__Input records__
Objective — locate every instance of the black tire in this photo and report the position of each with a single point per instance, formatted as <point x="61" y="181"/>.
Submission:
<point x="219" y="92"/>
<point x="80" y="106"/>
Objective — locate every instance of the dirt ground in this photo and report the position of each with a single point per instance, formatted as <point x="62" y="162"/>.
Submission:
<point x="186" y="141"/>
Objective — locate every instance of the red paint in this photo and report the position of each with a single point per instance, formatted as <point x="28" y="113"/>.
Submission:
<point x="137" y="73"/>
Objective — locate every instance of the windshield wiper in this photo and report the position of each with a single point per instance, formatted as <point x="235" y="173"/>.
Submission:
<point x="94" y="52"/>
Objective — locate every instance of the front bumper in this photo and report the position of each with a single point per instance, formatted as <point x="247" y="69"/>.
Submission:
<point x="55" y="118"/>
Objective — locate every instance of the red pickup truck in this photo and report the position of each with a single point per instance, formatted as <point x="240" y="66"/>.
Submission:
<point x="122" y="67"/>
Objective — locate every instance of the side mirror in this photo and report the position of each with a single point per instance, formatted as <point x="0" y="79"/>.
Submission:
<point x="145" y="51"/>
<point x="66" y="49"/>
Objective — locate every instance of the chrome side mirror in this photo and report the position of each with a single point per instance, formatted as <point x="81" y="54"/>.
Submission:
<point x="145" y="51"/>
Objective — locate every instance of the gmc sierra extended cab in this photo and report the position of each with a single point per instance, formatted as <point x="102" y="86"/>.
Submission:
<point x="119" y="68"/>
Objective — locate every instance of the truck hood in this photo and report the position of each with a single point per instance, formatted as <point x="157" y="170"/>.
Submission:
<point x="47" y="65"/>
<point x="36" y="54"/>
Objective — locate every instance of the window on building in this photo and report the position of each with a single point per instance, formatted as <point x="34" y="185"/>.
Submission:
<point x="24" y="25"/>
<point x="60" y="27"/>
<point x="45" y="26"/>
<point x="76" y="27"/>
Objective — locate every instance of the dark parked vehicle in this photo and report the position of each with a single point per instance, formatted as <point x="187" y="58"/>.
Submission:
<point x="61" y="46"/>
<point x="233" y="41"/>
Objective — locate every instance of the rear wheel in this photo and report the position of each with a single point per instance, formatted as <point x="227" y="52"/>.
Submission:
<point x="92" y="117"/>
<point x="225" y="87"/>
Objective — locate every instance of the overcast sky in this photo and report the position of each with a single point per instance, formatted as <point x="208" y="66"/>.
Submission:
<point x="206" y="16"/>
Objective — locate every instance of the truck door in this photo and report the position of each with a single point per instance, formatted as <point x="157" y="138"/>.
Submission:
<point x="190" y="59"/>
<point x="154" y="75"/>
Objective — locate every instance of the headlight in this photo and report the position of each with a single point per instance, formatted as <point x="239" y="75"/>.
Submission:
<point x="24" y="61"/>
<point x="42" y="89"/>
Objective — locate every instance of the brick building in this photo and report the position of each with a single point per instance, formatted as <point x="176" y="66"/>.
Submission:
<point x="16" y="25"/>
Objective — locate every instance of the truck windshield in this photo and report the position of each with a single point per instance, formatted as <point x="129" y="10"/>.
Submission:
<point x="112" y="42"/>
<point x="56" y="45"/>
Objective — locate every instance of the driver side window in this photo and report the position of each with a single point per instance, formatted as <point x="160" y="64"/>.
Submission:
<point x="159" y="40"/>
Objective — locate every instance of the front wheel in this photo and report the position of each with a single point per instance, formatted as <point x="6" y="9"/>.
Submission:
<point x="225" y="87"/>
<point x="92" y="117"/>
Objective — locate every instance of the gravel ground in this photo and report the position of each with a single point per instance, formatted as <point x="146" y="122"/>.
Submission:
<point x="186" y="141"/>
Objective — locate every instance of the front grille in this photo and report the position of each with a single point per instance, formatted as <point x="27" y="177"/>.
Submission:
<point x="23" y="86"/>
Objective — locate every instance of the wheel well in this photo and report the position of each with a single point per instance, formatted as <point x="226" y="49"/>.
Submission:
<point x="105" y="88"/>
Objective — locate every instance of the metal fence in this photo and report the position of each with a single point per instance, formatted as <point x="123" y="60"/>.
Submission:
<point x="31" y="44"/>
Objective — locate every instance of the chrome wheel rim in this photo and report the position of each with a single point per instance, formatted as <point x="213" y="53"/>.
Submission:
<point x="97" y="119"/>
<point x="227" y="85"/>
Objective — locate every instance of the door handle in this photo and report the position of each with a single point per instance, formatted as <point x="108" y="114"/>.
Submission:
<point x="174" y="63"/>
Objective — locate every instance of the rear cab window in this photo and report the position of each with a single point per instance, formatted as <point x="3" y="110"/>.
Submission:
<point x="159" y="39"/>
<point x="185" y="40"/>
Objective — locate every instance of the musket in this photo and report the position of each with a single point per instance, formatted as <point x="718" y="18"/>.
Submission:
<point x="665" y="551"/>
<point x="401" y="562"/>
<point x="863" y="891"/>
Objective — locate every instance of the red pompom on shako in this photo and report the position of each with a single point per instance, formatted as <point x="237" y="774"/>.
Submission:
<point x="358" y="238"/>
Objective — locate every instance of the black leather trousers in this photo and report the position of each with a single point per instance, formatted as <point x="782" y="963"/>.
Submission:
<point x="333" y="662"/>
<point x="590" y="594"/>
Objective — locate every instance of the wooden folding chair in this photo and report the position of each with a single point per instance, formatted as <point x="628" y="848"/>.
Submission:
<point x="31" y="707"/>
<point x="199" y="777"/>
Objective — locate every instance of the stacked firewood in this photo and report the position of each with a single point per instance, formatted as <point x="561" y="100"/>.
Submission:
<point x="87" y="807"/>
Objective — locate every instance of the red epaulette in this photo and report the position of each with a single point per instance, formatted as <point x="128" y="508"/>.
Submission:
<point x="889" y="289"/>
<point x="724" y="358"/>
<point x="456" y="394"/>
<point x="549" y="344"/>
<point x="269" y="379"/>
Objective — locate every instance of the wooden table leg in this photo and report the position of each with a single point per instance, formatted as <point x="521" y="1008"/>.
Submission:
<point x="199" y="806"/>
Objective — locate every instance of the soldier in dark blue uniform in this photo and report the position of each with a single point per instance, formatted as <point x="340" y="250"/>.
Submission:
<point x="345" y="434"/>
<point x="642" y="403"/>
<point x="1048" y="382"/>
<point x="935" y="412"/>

__Written instruction__
Can you copy every row above, character for character, without changing anything?

__Completed exercise__
Objective — locate every instance of the black tire in this photo and report the position of each with a single point per instance, formatted as <point x="61" y="181"/>.
Submission:
<point x="219" y="92"/>
<point x="80" y="106"/>
Objective — locate every instance of the dirt ground in this photo and report the position of each with a single point per instance, formatted as <point x="62" y="162"/>.
Submission:
<point x="186" y="141"/>
Objective — locate every instance of the red paint in this photo and report the position of each with a single point per instance, formatted as <point x="28" y="113"/>.
Submission:
<point x="137" y="73"/>
Objective — locate every instance of the windshield wiper in this photo and report the position of each with a single point per instance, formatted as <point x="235" y="173"/>.
Submission:
<point x="94" y="52"/>
Objective — locate every instance of the front bumper in this photo and report the position of each with a single point per instance, formatted as <point x="247" y="69"/>.
Submission:
<point x="55" y="118"/>
Objective — locate every instance of the red pickup truck in this photo and report the position of each with a single point per instance, formatted as <point x="240" y="66"/>.
Submission:
<point x="122" y="67"/>
Objective — locate every instance of the side mirror in this photo and report the position of each with a single point per instance, formatted as <point x="0" y="79"/>.
Submission:
<point x="145" y="51"/>
<point x="66" y="49"/>
Objective — locate every instance of the chrome side mirror in this photo and report the position of each with a single point per instance, formatted as <point x="81" y="54"/>.
Submission:
<point x="145" y="51"/>
Objective — locate every instance of the gmc sierra extended cab in this photo and report the position of each with a single point per instance, formatted as <point x="102" y="86"/>.
Submission:
<point x="119" y="68"/>
Objective — locate every instance of the truck hood in this photo and report the position of each with a single point per instance, formatted as <point x="157" y="170"/>.
Submission:
<point x="47" y="65"/>
<point x="36" y="54"/>
Objective — locate every instance of the window on building in this photo and report the position of each with a single point per instance, formatted as <point x="34" y="185"/>.
Submission:
<point x="24" y="25"/>
<point x="60" y="27"/>
<point x="45" y="26"/>
<point x="76" y="27"/>
Objective — locate every instance of the dark parked vehicle in this photo and report the position of each with a single point per instance, formatted as <point x="187" y="58"/>.
Submission:
<point x="61" y="46"/>
<point x="233" y="41"/>
Objective — locate every instance of the rear wheel in this photo and report the position of each with a single point per instance, formatted as <point x="227" y="52"/>.
Submission:
<point x="92" y="117"/>
<point x="225" y="87"/>
Objective — locate every instance of the overcast sky in this photo and report the position of each with a single point per instance, formatted as <point x="208" y="66"/>.
Submission:
<point x="206" y="16"/>
Objective — locate every instance of the truck door in this photo and report the position of each with a single point per instance, formatted as <point x="157" y="138"/>.
Submission:
<point x="190" y="59"/>
<point x="154" y="75"/>
Objective — locate every instance of the headlight in this photo and report the position of each with a single point per instance, formatted as <point x="239" y="75"/>.
Submission:
<point x="24" y="61"/>
<point x="42" y="89"/>
Objective — locate every instance of the brick building in this photo and report the position of each with a single point per instance, formatted as <point x="176" y="66"/>.
Submission:
<point x="16" y="25"/>
Objective — locate every instance of the truck windshield in this photo and report the position of each with a single point per instance, formatted as <point x="129" y="10"/>.
Submission:
<point x="112" y="42"/>
<point x="56" y="45"/>
Objective — locate every instance of the driver side window in this photo and report the position of each with a single point per instance, formatted as <point x="160" y="64"/>.
Submission:
<point x="159" y="40"/>
Objective — locate every instance of the front wheel in this photo and report the position of each with a single point per instance, formatted as <point x="6" y="9"/>.
Submission:
<point x="225" y="87"/>
<point x="92" y="117"/>
Objective — locate every instance of the gravel ground in this photo and report the position of each with a single point per instance, formatted as <point x="146" y="122"/>.
Submission:
<point x="186" y="141"/>
Objective — locate every instance of the front grille in this photo and report the position of each with a single point per instance, formatted as <point x="27" y="177"/>.
Submission:
<point x="23" y="86"/>
Objective — locate every instance of the wheel well in this photo and report the position of each with a single point per instance, formatted as <point x="226" y="49"/>.
Submission:
<point x="105" y="88"/>
Objective — locate every instance of the metal fence in this photo and report the position of each with a single point per instance, formatted as <point x="123" y="60"/>.
Submission:
<point x="31" y="44"/>
Objective — locate every instance of the chrome wheel rim in this photo and report the position of each with a single point per instance, formatted as <point x="213" y="53"/>.
Submission:
<point x="97" y="119"/>
<point x="227" y="85"/>
Objective — locate every instance of the door handle in this photo and report the position of each with a single point per instance, formatted as <point x="108" y="114"/>.
Submission:
<point x="174" y="63"/>
Objective — locate every instance of the rear cab window in this photo and report the position of each with a single point per instance, formatted as <point x="3" y="110"/>.
Submission:
<point x="159" y="39"/>
<point x="185" y="40"/>
Objective — locate every instance of the musket in this photo and report the position of each with a single point per instance, formatted as <point x="718" y="18"/>.
Submission:
<point x="665" y="551"/>
<point x="401" y="562"/>
<point x="863" y="891"/>
Objective — locate every instance of the red pompom on shako in this photo and report the position of each with a single point per instance, formatted as <point x="237" y="774"/>.
Submission:
<point x="358" y="238"/>
Objective — locate every instance of the black leather trousers in this photo and report the position of each with a single point per instance, formatted as <point x="782" y="963"/>.
Submission:
<point x="333" y="662"/>
<point x="590" y="594"/>
Objective — locate every instance of the wooden folding chair in this photo and report the position of each with a single point per instance, formatted as <point x="628" y="848"/>.
Submission:
<point x="31" y="707"/>
<point x="199" y="777"/>
Objective — locate every instance of the stacked firewood in this photo and report the position of each with a single point per instance, formatted as <point x="561" y="100"/>.
Submission:
<point x="87" y="807"/>
Objective — locate every instance of the red epaulette in this photo and report the position of each with a single point per instance, formatted as <point x="128" y="508"/>.
Submission:
<point x="889" y="289"/>
<point x="724" y="358"/>
<point x="456" y="394"/>
<point x="549" y="344"/>
<point x="269" y="379"/>
Objective — locate every instance of the wooden table leg in this photo and report the position of each with a single point per instance, formatted as <point x="521" y="1008"/>.
Submission:
<point x="199" y="806"/>
Objective — locate every instance of the soldier in dark blue uniform in this photo and report the position of each with a single point per instance, formatted as <point x="340" y="250"/>.
Submission:
<point x="345" y="434"/>
<point x="642" y="403"/>
<point x="1048" y="382"/>
<point x="935" y="412"/>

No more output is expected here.